## Stated goal
In the text on pointing a free-space optical communications terminal, what wavelength does the low-power reference or boresight laser use?

## Page extract
◆ ◆ ◆ ◆ ◆ ◆ ◆

A scheme is proposed for referencing the propagation direction of the transmit laser signal in pointing a free-space optical communications terminal. This recently developed scheme enables the use of low-cost, commercial silicon-based sensors for tracking the direction of the transmit laser, regardless of the transmit wavelength. Compared with previous methods, the scheme offers some advantages of less mechanical and optical complexity and avoids expensive and exotic sensor technologies.
In free-space optical communications, the transmit beam must be accurately pointed toward the receiver in order to maintain the communication link. The current approaches to achieve this function call for part of the transmit beam to be split off and projected onto an optical sensor used to infer the pointed direction. This requires that the optical sensor be sensitive to the wavelength of the transmit laser. If a different transmit wavelength is desired, for example to obtain a source capable of higher data rates, this can become quite impractical because of the unavailability or inefficiency of sensors at these wavelengths. The innovation proposed here decouples this requirement by allowing any transmit wavelength to be used with any sensor.
We have applied this idea to a particular system that transmits at the standard telecommunication wavelength of 1,550 nm and uses a silicon-based sensor, sensitive from 0.5 to 1.0 micrometers, to determine the pointing direction. The scheme shown in the figure involves integrating a low-power 980-nm reference or boresight laser beam coupled to the 1,550-nm transmit beam via a wavelength-division-multiplexed fiber coupler. Both of these signals propagate through the optical fiber where they achieve an extremely high level of co-alignment before they are launched into the telescope. The telescope uses a dichroic beam splitter to reflect the 980-nm beam onto the silicon image sensor (a quad detector, charge-coupled device, or active-pixel-sensor array) while the 1,550-nm signal beam is transmitted through the optical assembly toward the remotely located receiver. Since the 980-nm reference signal originates from the same single-mode fiber-coupled source as the transmit signal, its position on the sensor is used to accurately determine the propagation direction of the transmit signal.

◆ ◆ ◆ ◆ ◆ ◆ ◆

## Dataset rows
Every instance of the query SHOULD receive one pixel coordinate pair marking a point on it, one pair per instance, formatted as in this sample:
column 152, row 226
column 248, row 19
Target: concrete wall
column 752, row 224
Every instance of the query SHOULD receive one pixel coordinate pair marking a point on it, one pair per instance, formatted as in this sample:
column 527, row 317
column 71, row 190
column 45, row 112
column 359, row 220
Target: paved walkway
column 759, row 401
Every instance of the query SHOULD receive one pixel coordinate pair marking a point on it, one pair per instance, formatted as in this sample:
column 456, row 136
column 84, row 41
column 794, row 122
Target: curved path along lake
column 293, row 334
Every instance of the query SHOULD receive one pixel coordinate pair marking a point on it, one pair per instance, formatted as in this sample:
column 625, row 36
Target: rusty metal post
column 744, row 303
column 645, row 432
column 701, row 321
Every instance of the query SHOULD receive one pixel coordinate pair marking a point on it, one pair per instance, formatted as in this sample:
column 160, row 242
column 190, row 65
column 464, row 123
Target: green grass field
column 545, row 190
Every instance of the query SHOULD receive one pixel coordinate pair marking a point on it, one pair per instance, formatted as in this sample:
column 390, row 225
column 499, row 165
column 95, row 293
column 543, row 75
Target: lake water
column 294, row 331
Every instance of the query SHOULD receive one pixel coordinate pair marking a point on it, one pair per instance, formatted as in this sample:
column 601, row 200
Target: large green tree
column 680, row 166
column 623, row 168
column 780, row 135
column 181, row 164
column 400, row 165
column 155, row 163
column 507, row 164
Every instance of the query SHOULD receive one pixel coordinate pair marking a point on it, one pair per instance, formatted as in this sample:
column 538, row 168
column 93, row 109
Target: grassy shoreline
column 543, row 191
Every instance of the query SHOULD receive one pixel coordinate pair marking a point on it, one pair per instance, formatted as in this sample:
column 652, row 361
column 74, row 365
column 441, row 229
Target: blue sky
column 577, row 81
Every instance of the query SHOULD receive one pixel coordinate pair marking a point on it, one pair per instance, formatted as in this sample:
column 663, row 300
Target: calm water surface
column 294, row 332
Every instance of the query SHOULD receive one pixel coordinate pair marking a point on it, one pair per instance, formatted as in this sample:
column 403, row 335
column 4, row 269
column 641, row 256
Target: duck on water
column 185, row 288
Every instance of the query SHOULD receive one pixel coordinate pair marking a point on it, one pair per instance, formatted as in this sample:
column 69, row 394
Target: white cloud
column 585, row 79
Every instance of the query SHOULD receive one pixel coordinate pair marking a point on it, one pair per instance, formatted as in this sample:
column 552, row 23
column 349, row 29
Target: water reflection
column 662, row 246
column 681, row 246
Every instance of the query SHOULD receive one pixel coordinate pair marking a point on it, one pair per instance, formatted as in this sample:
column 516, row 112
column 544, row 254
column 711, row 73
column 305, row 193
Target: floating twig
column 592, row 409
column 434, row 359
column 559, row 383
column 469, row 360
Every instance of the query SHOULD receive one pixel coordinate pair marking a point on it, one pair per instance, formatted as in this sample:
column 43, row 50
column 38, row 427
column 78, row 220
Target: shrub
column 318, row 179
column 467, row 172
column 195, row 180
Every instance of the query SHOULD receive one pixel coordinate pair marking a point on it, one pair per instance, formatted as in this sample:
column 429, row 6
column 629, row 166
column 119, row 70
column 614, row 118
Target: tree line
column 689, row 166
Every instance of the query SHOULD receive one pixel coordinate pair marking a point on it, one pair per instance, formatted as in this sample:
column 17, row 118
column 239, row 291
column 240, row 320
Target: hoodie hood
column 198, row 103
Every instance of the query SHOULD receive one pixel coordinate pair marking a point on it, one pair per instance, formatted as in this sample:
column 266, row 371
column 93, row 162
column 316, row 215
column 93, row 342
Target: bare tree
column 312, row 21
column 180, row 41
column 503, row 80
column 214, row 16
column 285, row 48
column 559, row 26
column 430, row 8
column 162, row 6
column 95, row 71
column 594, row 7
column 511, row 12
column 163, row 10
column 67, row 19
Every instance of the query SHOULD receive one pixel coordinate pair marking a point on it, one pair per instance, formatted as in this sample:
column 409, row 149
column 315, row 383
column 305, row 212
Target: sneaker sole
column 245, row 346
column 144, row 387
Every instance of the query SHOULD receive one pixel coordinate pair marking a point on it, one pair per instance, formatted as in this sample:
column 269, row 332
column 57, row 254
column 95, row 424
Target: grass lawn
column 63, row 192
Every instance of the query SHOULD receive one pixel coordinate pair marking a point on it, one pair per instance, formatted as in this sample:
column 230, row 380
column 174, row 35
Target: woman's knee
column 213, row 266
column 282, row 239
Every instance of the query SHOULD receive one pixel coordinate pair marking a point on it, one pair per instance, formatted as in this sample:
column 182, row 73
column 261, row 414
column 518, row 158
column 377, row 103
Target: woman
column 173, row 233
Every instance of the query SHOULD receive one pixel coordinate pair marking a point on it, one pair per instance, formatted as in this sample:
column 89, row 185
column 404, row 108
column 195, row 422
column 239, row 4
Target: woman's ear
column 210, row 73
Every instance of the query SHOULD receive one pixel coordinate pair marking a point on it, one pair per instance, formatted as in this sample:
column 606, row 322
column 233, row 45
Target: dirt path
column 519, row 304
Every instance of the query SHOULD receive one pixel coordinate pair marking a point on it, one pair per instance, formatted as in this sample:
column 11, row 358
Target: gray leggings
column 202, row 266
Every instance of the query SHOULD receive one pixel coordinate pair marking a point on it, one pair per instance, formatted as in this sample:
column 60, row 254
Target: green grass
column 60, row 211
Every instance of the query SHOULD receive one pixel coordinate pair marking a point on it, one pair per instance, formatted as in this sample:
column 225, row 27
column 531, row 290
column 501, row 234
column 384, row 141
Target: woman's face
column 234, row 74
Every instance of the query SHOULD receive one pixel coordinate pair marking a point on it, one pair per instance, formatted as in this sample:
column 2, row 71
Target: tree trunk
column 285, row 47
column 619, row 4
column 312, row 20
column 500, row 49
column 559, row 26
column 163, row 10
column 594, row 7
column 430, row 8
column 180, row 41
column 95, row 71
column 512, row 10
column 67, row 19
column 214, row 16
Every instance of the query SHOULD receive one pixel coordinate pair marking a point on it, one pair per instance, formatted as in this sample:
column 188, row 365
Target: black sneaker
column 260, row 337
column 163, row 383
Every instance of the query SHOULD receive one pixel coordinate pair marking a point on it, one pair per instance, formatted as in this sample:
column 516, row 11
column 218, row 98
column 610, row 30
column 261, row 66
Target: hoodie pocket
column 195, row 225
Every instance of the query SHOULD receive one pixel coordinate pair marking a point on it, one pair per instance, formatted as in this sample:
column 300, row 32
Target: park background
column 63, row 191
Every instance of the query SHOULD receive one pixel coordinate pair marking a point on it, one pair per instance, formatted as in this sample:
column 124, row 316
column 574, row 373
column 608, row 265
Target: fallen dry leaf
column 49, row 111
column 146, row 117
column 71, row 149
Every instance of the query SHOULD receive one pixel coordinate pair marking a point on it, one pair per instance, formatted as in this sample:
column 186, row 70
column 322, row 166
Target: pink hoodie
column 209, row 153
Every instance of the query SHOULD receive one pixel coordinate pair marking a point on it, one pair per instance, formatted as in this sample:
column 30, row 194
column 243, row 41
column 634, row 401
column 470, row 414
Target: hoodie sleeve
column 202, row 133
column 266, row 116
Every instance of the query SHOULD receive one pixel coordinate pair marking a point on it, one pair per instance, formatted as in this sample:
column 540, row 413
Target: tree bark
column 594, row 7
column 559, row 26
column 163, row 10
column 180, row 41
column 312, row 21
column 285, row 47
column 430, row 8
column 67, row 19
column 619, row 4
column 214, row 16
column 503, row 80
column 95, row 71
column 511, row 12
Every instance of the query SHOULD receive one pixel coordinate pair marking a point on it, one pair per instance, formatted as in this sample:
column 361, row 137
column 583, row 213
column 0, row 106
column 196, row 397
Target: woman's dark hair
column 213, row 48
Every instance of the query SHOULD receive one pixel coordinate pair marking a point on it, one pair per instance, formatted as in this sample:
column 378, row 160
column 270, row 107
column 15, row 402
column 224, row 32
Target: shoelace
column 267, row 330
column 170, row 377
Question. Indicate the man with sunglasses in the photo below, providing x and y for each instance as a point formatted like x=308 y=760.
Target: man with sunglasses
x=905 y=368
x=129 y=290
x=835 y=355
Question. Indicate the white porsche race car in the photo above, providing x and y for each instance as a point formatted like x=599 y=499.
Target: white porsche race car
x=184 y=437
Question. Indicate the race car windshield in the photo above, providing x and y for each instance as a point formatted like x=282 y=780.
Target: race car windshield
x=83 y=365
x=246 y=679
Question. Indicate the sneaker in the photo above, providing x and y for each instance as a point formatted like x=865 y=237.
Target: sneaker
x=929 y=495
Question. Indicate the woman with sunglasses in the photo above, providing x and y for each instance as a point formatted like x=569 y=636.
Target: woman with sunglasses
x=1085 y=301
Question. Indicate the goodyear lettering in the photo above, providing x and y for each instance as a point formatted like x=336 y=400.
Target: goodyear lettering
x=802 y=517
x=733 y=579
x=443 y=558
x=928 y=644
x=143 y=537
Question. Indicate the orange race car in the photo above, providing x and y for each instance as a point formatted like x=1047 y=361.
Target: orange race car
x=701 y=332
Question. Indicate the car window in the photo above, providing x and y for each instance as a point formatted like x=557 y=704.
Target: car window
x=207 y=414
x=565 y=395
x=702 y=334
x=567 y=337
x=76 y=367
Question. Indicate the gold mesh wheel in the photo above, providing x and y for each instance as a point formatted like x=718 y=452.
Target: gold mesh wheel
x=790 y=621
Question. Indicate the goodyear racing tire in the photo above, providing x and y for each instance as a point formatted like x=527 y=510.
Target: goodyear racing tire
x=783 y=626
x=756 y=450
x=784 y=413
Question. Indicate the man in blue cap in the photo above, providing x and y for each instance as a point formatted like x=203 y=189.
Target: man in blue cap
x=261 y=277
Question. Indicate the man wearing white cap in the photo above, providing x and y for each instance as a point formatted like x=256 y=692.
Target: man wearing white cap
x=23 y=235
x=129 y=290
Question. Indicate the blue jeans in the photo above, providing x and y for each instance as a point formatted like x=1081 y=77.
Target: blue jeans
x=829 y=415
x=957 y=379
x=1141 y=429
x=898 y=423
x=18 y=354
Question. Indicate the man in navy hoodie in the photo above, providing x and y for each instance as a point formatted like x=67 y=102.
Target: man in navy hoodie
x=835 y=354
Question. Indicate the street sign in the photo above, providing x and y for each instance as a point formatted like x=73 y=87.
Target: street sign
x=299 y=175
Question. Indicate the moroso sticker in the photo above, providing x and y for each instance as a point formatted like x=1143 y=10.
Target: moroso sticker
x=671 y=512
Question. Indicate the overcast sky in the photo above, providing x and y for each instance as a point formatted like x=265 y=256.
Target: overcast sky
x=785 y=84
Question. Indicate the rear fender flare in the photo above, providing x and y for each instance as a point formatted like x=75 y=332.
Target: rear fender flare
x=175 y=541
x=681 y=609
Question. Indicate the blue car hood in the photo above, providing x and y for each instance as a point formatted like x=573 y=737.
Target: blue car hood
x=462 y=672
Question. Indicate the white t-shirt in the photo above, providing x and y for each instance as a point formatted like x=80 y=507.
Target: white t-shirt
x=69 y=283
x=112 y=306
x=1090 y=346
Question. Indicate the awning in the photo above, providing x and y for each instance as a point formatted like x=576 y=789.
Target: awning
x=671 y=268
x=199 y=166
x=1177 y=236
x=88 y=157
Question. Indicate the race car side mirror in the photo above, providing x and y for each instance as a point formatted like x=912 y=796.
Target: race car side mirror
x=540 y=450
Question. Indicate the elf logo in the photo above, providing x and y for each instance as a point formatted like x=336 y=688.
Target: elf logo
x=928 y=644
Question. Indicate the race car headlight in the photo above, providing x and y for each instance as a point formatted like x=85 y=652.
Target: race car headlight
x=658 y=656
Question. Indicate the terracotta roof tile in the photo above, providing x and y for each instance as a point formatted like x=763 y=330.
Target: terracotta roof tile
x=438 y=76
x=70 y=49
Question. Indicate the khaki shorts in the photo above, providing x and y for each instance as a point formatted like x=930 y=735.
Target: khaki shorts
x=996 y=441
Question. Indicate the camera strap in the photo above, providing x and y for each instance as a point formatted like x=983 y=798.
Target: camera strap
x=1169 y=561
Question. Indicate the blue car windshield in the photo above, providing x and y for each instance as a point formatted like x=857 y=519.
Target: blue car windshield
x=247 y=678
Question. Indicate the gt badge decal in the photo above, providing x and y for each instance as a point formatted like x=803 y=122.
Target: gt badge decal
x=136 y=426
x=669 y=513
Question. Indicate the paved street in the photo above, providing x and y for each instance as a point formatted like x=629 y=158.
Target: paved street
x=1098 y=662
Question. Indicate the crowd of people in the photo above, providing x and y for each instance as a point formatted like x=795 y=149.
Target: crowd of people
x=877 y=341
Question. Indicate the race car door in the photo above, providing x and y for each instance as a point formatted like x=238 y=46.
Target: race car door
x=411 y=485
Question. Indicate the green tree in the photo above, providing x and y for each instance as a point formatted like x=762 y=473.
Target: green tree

◆ ◆ ◆ ◆ ◆ ◆ ◆

## Answer for the task
980 nm